» **WORK TO COMPLETE**
Return every record below exactly as written.

____________________

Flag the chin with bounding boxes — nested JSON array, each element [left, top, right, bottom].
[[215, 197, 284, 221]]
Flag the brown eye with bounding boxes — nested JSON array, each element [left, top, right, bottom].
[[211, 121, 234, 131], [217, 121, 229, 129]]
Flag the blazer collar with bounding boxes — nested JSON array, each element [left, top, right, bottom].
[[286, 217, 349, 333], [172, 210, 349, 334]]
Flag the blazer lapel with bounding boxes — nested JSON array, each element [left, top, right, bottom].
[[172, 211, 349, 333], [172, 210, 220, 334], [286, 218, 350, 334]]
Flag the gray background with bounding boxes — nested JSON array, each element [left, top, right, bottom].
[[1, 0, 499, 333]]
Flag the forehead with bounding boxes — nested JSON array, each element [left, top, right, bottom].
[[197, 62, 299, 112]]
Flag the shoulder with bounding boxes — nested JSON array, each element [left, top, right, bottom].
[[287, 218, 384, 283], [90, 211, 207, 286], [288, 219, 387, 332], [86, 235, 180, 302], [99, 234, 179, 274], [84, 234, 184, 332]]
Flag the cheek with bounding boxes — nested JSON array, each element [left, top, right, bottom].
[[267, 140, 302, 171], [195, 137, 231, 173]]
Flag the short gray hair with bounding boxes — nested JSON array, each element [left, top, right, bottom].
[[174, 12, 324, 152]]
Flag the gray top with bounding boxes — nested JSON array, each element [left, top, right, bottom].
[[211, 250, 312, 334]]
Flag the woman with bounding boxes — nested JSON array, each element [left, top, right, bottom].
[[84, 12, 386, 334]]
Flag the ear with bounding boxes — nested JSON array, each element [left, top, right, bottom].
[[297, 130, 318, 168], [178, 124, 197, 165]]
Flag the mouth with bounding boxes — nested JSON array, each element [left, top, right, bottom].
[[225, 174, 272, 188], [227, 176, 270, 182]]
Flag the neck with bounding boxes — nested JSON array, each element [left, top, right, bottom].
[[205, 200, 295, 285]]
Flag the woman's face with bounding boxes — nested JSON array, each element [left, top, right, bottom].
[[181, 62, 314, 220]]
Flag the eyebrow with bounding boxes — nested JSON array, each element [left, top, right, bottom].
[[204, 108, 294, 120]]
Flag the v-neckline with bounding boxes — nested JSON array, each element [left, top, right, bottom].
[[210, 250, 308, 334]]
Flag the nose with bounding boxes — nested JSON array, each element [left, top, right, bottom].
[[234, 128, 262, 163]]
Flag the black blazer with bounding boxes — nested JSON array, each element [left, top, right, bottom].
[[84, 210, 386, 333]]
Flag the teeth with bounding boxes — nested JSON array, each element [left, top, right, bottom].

____________________

» **RESPONSE TO THIS TASK**
Flag the chin with bounding boxes — nested JSON array, each element [left, top, right, bottom].
[[215, 197, 284, 221]]
Flag the brown eye with bounding boxes — nested JSON array, each element [left, top, right, bottom].
[[211, 121, 234, 131], [217, 121, 229, 129]]
Flag the blazer collar with bounding boxes — nested JSON array, each element [left, top, right, bottom].
[[286, 217, 349, 333], [172, 210, 349, 334]]
Flag the blazer lapel with bounding boxes — nested JSON array, each element [left, top, right, bottom].
[[172, 211, 349, 333], [172, 210, 220, 334], [286, 218, 350, 334]]
Flag the gray background with bounding boxes — nested JSON array, each element [left, top, right, bottom].
[[1, 0, 499, 333]]
Flag the forehead with bounding boxes — nested JSON array, each element [left, top, right, bottom].
[[197, 62, 299, 112]]
Flag the shoulder with bounding boxes — nested JSON array, each element [left, top, right, bottom].
[[287, 218, 384, 283], [90, 211, 207, 286], [288, 219, 387, 332], [86, 235, 180, 302], [99, 234, 179, 274], [84, 234, 184, 332]]
Flag the cheek with bounding boxes — nested JSON array, each element [left, top, right, bottom].
[[267, 140, 302, 171], [195, 137, 231, 173]]
Flag the short gray hair with bounding boxes — nested JSON array, each element [left, top, right, bottom].
[[174, 12, 324, 152]]
Flag the gray top with bounding boxes — nested JSON array, each element [left, top, right, bottom].
[[211, 250, 312, 334]]
Flag the woman with bounding boxes — nested JSON array, each element [left, top, right, bottom].
[[84, 12, 386, 334]]
Flag the ear with bounding boxes — nested JSON array, each element [left, top, right, bottom].
[[297, 130, 318, 168], [178, 124, 197, 165]]
Flag the mouth with bounding boxes — nested JSON array, each element [left, top, right, bottom].
[[225, 174, 272, 188], [227, 176, 270, 182]]
Flag the neck with bounding boxes — nested JSON array, each element [left, top, right, bottom].
[[205, 200, 295, 285]]
Flag the woman's face with bounding boxes — nested JSON array, each element [left, top, right, bottom].
[[181, 62, 314, 220]]
Flag the eyebrow with bounding boxes — nested JSON array, each element [left, top, right, bottom].
[[204, 108, 294, 120]]
Flag the v-neckline with bounding boxes — nested JSON array, each element [left, top, right, bottom].
[[210, 250, 308, 334]]
Flag the nose with bounding boxes — nested JSON array, each element [left, top, right, bottom].
[[234, 128, 262, 163]]
Flag the black blazer with bounding boxes — nested JSON array, each element [left, top, right, bottom].
[[84, 210, 386, 333]]
Flag the teeth with bounding boxes — nested JSON array, each element [left, top, right, bottom].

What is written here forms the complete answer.